Direction:
Reproduce the part that opens with the line containing "Highlight shrub with" and closes with the line containing "[358,36,368,56]", changing "bare tree" to "leafless tree" and leaving everything else untouched.

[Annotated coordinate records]
==========
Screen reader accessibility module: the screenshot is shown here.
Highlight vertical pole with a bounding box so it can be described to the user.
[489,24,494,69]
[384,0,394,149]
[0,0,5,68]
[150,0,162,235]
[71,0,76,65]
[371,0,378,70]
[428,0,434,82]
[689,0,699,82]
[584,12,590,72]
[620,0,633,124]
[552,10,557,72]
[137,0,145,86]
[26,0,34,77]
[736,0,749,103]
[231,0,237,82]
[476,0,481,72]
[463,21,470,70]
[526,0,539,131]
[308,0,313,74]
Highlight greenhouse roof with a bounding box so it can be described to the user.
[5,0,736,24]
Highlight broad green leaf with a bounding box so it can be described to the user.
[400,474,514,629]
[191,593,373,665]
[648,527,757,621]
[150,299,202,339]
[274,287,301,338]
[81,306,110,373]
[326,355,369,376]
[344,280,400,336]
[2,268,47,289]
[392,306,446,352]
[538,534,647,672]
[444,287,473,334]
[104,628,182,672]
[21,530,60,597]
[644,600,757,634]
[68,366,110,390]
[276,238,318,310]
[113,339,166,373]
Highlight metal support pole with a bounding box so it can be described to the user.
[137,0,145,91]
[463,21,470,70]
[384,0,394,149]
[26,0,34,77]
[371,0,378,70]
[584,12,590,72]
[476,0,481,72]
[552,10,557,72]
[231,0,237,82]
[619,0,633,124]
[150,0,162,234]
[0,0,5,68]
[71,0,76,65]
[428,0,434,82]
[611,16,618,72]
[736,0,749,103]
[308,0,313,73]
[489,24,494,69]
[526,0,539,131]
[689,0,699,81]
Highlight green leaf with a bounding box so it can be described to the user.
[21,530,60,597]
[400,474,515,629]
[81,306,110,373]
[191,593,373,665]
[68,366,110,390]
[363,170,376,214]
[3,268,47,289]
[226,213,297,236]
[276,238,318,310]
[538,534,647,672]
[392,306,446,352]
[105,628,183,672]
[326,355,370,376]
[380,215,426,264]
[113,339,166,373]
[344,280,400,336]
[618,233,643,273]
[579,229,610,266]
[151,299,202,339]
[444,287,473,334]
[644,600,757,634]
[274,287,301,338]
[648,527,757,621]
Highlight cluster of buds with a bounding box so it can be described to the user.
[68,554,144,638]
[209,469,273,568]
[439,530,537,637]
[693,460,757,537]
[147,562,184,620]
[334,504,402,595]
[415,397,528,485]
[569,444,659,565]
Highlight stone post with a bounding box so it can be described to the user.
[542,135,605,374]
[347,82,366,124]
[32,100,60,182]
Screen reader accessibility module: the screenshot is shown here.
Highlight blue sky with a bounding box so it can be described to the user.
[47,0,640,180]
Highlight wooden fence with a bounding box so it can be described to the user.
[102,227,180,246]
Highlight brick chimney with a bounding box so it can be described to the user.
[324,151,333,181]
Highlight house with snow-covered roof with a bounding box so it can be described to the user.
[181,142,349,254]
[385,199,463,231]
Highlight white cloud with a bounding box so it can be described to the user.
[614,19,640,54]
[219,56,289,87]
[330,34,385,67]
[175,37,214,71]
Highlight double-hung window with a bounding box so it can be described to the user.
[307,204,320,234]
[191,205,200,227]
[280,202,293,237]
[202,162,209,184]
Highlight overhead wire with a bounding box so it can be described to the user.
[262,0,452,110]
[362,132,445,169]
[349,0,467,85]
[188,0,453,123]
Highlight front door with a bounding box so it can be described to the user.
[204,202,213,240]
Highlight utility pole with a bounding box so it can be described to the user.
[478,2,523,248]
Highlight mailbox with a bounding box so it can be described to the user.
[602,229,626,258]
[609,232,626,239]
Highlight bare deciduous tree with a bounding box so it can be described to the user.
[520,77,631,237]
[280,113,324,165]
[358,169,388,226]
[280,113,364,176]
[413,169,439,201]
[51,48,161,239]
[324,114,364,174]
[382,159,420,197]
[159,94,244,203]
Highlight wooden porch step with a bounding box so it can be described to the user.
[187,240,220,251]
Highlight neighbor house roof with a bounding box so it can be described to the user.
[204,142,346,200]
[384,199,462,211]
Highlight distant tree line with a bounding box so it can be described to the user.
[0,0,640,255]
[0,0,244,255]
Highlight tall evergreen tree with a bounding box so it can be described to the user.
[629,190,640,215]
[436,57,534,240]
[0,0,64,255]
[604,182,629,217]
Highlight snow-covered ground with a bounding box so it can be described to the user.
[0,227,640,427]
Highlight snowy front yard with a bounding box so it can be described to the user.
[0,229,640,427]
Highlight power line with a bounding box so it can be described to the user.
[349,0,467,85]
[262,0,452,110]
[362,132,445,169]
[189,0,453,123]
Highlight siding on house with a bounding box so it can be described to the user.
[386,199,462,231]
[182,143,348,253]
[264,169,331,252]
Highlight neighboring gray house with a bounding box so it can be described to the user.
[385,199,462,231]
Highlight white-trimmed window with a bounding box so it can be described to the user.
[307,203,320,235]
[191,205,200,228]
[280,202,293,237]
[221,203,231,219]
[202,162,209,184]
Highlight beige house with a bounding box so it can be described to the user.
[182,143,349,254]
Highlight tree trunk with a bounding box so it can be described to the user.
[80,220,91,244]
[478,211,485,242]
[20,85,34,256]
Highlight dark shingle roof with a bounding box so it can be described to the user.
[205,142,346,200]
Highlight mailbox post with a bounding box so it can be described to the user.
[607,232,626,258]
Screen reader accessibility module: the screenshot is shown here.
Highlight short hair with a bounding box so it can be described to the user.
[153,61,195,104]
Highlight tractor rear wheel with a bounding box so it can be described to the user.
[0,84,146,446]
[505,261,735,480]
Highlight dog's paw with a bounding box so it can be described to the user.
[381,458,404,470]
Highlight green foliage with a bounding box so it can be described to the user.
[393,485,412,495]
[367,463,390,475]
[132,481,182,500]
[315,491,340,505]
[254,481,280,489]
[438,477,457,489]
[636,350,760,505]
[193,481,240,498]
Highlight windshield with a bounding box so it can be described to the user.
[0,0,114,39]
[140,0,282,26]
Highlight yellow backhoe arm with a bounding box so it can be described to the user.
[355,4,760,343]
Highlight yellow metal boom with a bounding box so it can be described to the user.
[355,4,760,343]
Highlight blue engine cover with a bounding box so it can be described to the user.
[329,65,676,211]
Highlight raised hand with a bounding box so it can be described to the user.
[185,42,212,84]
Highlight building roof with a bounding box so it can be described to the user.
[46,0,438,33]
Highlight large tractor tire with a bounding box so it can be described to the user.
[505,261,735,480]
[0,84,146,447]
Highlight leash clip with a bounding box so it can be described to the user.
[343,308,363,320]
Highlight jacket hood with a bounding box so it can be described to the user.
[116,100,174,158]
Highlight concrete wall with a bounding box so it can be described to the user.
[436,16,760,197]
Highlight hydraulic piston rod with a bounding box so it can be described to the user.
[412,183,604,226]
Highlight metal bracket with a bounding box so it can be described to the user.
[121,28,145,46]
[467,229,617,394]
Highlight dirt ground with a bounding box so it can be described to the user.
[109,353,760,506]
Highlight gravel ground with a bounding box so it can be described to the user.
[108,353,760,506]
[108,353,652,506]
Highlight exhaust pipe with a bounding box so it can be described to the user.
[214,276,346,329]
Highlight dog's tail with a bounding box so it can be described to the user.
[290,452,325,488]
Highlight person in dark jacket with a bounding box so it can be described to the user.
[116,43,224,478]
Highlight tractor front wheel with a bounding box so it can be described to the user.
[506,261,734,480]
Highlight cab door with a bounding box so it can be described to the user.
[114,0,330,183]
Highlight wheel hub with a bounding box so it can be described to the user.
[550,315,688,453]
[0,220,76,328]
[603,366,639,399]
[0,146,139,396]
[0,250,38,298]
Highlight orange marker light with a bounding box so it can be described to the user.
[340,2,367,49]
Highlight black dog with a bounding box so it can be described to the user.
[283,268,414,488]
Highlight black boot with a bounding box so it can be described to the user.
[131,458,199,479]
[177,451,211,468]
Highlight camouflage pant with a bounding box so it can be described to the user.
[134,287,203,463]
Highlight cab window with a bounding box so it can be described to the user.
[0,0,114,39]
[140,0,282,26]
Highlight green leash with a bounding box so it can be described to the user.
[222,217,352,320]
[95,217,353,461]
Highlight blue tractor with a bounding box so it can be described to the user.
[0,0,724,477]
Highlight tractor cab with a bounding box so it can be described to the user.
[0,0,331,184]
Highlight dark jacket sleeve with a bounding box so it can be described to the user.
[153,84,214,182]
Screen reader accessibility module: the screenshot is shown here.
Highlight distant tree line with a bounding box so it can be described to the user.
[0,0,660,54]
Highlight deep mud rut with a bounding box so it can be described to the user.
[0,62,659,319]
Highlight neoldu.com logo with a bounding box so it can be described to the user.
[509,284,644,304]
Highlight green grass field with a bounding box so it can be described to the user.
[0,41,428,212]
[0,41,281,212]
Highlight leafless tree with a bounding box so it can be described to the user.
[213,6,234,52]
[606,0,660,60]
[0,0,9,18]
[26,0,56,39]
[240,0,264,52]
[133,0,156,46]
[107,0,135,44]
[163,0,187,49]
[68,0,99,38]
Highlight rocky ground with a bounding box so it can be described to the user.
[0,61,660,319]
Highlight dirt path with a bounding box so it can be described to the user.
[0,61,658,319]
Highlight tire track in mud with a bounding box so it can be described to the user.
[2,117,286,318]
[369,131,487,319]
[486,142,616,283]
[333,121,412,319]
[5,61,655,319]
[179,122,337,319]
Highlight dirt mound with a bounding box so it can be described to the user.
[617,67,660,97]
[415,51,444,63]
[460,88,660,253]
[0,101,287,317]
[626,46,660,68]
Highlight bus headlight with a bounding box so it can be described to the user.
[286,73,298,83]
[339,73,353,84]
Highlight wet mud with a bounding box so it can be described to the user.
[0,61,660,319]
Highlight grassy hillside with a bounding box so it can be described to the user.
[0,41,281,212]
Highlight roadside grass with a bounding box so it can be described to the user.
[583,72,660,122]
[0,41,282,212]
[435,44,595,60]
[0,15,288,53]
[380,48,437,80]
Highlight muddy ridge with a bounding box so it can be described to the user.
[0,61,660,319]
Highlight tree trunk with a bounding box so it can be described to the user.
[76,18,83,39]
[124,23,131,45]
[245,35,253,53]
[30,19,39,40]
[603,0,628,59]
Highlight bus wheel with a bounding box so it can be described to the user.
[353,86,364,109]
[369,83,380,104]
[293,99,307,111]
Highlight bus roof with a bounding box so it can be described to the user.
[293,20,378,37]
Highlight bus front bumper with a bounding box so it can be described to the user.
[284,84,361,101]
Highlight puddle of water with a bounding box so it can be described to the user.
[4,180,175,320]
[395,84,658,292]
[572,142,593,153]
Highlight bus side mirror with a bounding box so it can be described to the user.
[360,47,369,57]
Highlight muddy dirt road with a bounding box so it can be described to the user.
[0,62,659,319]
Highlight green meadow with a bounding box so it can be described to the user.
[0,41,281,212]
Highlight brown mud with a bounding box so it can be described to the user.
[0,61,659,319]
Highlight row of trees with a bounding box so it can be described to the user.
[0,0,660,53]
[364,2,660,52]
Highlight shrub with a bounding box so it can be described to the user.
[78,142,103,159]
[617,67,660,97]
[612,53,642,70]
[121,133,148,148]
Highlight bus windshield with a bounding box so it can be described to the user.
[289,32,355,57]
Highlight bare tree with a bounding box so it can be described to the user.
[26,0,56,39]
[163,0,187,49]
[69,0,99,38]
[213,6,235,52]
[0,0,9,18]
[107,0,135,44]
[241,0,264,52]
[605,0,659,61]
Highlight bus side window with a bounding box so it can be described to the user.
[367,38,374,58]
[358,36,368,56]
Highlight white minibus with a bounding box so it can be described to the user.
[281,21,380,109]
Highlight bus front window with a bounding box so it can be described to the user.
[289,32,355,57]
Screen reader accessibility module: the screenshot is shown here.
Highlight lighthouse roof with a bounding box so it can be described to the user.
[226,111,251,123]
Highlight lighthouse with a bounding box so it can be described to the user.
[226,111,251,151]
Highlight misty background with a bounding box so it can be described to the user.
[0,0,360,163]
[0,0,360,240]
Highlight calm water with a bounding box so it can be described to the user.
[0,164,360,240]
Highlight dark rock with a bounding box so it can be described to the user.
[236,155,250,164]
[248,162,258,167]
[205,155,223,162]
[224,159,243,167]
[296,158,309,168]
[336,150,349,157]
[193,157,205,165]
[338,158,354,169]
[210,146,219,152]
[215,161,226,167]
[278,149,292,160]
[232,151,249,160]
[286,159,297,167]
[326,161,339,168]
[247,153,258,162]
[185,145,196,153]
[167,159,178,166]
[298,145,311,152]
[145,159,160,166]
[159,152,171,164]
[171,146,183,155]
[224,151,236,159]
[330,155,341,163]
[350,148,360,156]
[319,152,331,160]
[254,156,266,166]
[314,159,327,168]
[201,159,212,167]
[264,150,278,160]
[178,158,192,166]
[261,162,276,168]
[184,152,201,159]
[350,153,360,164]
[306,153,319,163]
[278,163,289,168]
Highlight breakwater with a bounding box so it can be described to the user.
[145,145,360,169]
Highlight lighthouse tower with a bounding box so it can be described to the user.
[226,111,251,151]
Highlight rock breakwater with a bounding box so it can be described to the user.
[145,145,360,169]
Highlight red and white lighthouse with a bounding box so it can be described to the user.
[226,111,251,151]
==========
Response to the exercise:
Highlight shrub with a bounding box so it can be described to the user.
[78,142,103,159]
[617,67,660,97]
[612,53,642,70]
[121,133,148,148]
Highlight bus windshield with a bounding box so it can be described to the user.
[289,32,355,57]
Highlight leafless tree with a bounding box so it can be described to the user.
[26,0,56,39]
[163,0,187,49]
[69,0,99,38]
[213,6,235,52]
[0,0,9,18]
[107,0,135,44]
[241,0,264,52]
[605,0,659,61]
Highlight bus side window with a bounding box so it can be described to the user.
[367,38,374,58]
[358,36,368,56]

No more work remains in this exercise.